• **TASK TO CARRY OUT**: Convert the entries from their first line up to and including the line containing "[[170, 406], [269, 388], [393, 215], [195, 145], [68, 177]]" into a numbered list, omitting blank lines and leaving out everything after that line.

• **EXCERPTED DATA**:
— Start —

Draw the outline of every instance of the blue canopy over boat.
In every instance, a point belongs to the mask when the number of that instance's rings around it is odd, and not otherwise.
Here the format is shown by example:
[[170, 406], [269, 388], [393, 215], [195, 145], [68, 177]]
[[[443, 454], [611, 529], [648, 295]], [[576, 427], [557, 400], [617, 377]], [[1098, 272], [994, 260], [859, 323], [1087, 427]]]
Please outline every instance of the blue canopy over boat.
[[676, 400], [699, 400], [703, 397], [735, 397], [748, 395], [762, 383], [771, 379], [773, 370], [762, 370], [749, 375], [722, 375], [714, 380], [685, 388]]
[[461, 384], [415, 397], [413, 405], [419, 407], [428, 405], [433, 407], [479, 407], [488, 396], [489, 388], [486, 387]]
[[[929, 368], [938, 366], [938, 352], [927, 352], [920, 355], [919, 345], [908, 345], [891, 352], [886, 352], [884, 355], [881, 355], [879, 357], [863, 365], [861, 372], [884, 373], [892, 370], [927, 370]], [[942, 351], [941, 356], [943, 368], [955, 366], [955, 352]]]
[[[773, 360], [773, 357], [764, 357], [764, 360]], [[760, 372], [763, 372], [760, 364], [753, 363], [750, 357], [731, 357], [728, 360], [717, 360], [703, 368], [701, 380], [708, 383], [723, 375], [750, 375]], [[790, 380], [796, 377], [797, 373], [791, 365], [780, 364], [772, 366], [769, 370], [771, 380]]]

— End —

• **COMPLETE ANSWER**:
1. Draw the outline of every instance of the blue canopy over boat.
2. In every instance, a point belongs to the mask when the number of that instance's rings around it is odd, and not otherwise.
3. Here the format is shown by example:
4. [[170, 406], [269, 388], [393, 215], [195, 145], [68, 177]]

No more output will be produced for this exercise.